Directive:
Pull out every line of the records that contains the string "console", copying each one in full. Case counts.

Records shown:
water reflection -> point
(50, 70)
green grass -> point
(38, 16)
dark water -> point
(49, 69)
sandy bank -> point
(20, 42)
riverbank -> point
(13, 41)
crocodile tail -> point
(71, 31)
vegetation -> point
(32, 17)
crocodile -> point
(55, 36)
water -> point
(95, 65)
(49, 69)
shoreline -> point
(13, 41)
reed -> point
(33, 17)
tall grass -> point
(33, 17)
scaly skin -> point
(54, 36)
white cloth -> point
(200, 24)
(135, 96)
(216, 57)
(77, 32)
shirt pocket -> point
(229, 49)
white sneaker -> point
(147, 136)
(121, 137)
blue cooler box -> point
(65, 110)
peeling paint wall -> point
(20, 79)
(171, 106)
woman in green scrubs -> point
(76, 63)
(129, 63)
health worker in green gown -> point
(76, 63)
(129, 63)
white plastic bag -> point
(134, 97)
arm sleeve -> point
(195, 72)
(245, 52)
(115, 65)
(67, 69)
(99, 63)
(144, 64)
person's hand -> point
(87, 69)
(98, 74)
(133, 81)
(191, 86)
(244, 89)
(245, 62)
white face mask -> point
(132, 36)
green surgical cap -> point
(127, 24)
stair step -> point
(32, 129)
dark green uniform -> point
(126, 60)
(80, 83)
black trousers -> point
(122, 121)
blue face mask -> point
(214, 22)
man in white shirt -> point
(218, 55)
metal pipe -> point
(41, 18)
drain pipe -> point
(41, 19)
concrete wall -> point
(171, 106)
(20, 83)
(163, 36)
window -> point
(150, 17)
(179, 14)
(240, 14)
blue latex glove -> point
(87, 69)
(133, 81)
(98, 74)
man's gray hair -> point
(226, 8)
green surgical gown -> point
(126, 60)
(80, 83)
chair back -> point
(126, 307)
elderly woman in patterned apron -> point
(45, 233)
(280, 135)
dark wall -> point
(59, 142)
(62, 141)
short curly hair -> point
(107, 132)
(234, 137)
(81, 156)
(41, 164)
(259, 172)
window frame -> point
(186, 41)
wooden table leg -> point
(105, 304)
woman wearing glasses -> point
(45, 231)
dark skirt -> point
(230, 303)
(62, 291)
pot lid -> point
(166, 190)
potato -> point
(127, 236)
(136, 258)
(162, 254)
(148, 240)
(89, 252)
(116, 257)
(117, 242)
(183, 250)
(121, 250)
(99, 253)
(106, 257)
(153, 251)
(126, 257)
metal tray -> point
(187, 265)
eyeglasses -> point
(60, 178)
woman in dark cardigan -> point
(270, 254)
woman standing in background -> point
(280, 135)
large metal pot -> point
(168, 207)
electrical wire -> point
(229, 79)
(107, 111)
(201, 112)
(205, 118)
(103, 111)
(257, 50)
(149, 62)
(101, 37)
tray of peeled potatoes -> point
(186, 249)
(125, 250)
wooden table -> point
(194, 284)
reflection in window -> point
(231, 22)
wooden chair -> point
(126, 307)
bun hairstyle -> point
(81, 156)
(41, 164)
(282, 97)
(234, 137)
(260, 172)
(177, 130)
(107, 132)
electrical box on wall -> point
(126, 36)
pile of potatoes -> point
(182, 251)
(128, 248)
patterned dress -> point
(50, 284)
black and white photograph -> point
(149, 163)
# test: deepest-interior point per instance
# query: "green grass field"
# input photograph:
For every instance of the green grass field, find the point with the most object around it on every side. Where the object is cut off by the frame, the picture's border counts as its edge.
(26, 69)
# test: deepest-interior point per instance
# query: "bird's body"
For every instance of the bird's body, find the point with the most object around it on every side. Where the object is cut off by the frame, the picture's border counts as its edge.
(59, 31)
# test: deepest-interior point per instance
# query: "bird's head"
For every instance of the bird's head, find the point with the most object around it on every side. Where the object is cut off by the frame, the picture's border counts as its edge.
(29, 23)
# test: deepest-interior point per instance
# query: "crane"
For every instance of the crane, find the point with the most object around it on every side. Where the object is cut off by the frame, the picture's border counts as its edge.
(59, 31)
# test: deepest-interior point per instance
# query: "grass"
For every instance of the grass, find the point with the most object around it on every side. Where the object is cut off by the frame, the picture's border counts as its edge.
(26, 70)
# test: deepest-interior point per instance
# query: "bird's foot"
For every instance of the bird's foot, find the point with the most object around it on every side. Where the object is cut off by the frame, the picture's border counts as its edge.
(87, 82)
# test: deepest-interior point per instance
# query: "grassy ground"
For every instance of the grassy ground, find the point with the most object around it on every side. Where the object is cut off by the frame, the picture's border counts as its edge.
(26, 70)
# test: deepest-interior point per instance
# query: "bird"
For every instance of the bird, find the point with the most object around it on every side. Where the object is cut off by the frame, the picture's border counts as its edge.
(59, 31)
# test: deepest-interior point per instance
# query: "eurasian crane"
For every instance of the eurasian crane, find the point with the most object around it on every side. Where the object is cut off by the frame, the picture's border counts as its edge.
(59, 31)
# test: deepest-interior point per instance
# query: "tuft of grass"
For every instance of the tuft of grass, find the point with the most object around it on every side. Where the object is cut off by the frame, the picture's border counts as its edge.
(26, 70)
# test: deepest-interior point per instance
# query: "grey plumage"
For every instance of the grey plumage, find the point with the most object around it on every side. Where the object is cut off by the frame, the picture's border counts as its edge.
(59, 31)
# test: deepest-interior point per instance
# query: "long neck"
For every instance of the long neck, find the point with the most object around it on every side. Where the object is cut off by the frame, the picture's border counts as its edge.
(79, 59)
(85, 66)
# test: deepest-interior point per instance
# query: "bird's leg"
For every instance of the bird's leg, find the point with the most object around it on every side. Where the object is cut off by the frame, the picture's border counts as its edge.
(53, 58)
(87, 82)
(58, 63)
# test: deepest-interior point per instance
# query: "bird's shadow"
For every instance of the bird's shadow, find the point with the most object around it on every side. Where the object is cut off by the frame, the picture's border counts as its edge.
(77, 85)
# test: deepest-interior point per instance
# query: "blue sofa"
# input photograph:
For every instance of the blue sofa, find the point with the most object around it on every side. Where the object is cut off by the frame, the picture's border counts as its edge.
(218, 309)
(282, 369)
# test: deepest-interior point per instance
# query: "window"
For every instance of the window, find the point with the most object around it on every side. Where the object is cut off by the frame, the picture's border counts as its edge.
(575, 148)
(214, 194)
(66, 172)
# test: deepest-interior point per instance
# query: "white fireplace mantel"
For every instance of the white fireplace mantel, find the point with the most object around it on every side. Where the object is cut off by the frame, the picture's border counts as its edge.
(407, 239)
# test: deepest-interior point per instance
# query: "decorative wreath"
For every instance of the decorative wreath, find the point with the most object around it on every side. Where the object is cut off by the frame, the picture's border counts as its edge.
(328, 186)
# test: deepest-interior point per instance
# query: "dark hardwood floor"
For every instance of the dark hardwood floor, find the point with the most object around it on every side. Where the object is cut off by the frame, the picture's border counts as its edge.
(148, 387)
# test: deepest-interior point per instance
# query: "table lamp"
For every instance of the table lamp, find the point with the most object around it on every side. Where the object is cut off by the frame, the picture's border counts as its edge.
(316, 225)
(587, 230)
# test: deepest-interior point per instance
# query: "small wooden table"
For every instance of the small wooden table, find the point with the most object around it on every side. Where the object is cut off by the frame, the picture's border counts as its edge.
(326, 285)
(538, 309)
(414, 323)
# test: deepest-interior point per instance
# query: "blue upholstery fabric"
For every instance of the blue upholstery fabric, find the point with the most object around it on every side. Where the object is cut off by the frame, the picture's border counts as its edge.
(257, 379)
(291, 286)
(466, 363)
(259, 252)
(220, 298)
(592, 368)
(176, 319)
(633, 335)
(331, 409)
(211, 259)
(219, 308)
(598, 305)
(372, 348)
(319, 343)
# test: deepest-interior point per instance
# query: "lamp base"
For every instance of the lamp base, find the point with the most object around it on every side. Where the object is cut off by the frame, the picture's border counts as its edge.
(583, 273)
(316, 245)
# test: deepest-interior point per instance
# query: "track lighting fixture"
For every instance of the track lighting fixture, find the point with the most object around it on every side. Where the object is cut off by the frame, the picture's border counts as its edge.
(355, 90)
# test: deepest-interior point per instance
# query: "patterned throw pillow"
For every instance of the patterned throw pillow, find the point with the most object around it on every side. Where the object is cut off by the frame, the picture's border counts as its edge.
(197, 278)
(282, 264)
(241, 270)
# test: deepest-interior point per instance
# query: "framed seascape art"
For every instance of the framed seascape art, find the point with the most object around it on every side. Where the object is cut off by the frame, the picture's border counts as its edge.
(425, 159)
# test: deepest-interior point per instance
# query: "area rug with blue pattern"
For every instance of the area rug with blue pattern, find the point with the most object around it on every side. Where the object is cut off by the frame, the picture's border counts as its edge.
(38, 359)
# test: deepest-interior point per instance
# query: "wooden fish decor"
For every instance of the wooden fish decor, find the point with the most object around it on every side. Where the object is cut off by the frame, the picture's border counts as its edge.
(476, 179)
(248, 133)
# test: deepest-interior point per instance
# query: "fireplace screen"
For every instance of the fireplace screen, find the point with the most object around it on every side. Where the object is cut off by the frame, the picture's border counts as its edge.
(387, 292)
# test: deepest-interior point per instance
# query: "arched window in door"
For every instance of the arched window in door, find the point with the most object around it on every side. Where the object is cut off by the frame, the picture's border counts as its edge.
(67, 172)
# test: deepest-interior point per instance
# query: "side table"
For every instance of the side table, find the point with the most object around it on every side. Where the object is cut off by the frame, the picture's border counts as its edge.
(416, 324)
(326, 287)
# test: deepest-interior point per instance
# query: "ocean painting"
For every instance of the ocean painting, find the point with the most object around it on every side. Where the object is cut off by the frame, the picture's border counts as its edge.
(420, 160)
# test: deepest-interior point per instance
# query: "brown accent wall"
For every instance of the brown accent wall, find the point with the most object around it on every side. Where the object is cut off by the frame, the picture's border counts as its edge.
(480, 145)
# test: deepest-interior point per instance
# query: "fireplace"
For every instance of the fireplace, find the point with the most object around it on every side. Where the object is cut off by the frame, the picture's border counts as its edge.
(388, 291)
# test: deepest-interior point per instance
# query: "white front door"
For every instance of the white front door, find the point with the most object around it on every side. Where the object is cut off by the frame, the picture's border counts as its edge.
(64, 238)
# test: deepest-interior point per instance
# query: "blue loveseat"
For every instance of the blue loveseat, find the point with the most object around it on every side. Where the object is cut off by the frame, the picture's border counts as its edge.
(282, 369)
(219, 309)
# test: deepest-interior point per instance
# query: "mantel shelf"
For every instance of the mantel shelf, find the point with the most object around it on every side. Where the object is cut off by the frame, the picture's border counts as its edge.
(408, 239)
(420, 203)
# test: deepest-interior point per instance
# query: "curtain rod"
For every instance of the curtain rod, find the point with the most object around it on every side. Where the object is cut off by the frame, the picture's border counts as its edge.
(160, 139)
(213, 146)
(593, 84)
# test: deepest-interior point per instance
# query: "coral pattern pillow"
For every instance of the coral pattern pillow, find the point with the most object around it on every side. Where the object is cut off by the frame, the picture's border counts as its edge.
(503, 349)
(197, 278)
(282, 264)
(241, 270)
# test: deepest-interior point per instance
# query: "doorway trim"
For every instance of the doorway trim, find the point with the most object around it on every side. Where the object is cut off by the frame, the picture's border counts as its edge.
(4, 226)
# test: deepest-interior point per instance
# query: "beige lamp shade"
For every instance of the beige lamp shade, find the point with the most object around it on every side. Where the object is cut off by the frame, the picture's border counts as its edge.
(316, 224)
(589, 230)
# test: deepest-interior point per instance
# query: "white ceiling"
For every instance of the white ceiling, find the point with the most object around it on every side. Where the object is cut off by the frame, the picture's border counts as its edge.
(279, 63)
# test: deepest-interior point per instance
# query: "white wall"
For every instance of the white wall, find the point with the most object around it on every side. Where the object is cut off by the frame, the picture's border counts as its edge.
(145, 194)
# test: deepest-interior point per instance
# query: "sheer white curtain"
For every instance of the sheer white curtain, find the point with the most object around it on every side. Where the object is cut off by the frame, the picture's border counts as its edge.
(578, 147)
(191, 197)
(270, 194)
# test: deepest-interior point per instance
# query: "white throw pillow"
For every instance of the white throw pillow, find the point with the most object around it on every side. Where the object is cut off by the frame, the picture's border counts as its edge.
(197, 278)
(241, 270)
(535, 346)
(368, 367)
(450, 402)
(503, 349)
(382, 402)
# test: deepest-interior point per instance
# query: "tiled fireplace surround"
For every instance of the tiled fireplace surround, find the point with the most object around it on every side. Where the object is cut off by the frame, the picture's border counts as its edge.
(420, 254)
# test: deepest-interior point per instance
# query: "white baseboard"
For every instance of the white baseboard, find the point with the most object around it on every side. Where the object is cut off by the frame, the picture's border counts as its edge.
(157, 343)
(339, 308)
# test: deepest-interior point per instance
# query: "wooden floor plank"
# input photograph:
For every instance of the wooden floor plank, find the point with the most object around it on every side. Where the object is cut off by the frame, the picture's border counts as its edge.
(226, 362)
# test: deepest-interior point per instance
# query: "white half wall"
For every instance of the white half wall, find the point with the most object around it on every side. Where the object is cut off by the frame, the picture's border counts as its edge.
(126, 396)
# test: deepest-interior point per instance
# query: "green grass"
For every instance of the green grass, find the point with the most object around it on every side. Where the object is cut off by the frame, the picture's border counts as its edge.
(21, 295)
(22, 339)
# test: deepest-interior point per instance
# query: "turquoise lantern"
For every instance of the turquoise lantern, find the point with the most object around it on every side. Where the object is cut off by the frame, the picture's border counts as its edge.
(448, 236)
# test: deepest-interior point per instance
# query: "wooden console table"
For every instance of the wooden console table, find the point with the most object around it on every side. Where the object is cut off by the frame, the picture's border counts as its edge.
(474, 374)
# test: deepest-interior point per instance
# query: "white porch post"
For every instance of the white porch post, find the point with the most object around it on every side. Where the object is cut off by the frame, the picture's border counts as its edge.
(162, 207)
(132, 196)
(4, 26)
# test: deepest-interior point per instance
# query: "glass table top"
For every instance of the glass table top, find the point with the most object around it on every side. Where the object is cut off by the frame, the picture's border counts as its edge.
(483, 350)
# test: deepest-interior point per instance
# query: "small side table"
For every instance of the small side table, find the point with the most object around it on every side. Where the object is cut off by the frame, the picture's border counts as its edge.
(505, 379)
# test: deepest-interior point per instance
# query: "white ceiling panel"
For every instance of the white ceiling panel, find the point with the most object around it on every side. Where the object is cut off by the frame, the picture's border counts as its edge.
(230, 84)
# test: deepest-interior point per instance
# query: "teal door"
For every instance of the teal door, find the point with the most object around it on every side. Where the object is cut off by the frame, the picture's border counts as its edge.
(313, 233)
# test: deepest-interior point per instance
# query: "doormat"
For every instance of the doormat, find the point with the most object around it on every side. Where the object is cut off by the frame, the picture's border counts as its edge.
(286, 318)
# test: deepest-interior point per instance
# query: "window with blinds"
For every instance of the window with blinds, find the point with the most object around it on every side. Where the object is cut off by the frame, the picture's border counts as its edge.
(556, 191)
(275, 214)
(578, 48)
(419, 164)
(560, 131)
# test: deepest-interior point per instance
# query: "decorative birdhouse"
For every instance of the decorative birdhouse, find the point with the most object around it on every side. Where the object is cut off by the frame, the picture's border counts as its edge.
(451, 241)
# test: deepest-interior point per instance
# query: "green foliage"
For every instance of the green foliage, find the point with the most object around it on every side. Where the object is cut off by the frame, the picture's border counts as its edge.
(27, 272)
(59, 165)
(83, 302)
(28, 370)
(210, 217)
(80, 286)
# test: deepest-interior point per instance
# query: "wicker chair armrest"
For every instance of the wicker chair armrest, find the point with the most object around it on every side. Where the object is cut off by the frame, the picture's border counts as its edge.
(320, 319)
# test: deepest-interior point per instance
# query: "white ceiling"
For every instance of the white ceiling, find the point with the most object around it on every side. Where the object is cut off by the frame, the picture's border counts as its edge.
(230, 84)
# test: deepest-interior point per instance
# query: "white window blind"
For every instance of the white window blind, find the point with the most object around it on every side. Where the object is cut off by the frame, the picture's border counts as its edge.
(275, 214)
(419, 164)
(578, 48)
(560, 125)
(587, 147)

Solution to this exercise:
# query: "wooden console table"
For every instance of the wooden console table, find the point with the most object around it on every side. Where the object is cut off by the frame, the picture's border counts as its edge.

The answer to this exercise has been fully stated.